[Source records]
────────────────────

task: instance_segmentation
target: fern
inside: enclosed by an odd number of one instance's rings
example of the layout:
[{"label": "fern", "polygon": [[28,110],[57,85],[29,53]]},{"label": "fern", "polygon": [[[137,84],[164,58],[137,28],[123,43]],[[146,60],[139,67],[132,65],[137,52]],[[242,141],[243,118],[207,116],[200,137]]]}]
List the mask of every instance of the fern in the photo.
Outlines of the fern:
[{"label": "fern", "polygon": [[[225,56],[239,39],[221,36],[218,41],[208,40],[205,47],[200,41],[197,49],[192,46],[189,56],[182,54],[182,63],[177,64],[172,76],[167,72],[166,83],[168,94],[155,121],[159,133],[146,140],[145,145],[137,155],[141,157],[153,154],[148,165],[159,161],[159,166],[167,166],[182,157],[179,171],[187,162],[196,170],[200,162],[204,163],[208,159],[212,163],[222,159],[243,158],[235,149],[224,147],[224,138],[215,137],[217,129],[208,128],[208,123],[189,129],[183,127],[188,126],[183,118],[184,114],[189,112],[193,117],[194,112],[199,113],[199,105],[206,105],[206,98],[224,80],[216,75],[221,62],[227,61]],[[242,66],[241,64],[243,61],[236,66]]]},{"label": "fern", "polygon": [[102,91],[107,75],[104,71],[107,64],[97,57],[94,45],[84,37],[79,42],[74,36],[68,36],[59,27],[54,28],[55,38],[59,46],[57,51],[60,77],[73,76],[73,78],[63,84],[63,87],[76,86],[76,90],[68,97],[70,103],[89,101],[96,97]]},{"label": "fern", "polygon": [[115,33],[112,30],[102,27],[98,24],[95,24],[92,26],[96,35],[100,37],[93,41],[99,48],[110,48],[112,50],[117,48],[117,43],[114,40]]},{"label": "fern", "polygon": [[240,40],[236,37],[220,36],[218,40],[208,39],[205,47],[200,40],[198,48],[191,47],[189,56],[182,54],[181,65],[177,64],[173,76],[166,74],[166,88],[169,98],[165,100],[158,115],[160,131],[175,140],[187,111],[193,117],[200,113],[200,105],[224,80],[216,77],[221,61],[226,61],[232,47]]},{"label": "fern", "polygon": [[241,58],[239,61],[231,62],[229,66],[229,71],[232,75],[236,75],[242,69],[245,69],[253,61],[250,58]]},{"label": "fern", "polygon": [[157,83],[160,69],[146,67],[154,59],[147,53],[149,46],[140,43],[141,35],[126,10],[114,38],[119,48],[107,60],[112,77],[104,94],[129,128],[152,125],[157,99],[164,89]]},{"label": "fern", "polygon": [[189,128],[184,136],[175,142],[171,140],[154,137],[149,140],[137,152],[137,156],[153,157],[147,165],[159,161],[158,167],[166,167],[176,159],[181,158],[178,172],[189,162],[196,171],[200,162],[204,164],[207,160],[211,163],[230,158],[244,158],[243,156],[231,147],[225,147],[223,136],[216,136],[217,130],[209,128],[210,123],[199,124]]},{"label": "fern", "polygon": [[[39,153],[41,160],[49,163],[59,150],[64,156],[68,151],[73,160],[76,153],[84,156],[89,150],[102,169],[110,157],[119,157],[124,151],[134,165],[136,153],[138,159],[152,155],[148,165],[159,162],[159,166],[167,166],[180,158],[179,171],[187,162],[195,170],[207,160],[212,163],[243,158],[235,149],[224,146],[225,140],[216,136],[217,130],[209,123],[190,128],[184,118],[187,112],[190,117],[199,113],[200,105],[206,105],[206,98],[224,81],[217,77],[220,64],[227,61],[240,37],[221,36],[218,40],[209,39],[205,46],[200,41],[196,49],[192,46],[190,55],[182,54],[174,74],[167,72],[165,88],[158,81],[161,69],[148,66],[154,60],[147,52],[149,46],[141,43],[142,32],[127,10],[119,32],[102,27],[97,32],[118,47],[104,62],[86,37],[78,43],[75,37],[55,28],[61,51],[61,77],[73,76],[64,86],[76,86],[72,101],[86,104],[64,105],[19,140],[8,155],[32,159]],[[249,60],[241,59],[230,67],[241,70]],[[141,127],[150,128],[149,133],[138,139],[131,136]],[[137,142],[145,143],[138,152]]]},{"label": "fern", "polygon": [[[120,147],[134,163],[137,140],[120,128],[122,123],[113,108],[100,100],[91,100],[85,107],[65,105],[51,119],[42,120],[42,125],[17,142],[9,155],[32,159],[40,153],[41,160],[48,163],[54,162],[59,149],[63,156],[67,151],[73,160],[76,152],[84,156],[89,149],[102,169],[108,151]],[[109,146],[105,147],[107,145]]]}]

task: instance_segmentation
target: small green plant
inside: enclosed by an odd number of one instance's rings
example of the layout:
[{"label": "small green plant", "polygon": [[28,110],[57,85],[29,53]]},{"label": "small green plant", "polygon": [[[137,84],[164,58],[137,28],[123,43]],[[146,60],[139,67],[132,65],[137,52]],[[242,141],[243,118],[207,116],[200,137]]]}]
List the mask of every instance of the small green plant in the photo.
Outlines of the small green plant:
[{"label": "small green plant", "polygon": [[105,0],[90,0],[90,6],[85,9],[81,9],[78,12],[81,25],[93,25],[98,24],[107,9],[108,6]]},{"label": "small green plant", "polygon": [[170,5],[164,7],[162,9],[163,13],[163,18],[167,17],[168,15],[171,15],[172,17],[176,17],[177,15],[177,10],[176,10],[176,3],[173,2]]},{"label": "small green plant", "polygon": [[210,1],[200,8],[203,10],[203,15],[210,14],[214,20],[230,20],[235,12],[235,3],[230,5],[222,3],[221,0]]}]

────────────────────

◆ STATED EXERCISE
Report how many lines of the records above contain the word "small". Give only the number.

◆ SOLUTION TO THE EXERCISE
5